SOURCE DATA
________________________________________

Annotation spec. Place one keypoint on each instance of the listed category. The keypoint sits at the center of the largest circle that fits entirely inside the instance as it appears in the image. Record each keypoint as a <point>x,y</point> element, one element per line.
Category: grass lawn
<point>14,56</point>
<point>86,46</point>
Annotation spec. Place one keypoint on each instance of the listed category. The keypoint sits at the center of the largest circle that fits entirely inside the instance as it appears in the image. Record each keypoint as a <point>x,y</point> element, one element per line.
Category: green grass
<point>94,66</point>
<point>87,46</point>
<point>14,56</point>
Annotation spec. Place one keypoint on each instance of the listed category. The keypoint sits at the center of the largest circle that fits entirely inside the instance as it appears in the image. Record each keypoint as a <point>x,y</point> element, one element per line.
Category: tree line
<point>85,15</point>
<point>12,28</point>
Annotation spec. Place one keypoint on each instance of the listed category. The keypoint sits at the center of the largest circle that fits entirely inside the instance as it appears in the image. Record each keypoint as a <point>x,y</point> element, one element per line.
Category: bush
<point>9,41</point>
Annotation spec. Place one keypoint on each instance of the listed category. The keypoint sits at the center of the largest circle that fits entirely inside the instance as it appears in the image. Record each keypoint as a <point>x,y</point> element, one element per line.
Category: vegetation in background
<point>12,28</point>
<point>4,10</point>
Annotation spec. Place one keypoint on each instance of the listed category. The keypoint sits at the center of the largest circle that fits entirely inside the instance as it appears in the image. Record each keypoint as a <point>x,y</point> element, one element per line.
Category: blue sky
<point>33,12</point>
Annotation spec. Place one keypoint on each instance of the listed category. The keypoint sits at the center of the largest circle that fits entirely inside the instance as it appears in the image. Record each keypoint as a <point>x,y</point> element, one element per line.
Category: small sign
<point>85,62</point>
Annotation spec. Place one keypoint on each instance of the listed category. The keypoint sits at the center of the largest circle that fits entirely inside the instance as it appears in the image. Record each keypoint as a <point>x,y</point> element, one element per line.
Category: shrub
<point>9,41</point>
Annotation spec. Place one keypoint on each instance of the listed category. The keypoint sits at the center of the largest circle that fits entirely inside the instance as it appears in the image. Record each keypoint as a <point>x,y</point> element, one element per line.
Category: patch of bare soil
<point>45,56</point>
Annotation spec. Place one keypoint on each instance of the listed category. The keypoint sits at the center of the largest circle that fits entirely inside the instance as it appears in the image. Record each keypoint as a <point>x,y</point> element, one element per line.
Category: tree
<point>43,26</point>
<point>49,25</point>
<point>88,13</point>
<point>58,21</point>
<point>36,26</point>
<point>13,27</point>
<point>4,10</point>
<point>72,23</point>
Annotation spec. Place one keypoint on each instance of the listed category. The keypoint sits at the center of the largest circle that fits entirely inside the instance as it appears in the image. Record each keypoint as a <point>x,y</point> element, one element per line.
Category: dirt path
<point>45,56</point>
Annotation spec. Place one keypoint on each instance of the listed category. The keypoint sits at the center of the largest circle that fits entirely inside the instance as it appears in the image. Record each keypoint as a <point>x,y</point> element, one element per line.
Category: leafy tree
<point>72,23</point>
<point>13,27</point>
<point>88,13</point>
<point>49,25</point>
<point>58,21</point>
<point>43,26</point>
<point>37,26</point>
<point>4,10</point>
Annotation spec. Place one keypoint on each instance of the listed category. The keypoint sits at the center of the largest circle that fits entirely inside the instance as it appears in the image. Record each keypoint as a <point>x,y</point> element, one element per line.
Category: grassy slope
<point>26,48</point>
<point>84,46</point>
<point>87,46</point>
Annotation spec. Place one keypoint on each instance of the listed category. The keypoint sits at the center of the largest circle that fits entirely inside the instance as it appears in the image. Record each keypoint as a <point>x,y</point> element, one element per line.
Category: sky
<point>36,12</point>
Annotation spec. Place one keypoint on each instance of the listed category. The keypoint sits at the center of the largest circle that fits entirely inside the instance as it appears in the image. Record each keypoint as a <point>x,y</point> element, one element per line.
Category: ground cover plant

________________________________________

WHAT THE TASK ASKS
How many lines in the entries above contain the string "tree"? Case counts. Reply with the number alone.

CORRECT ANSWER
3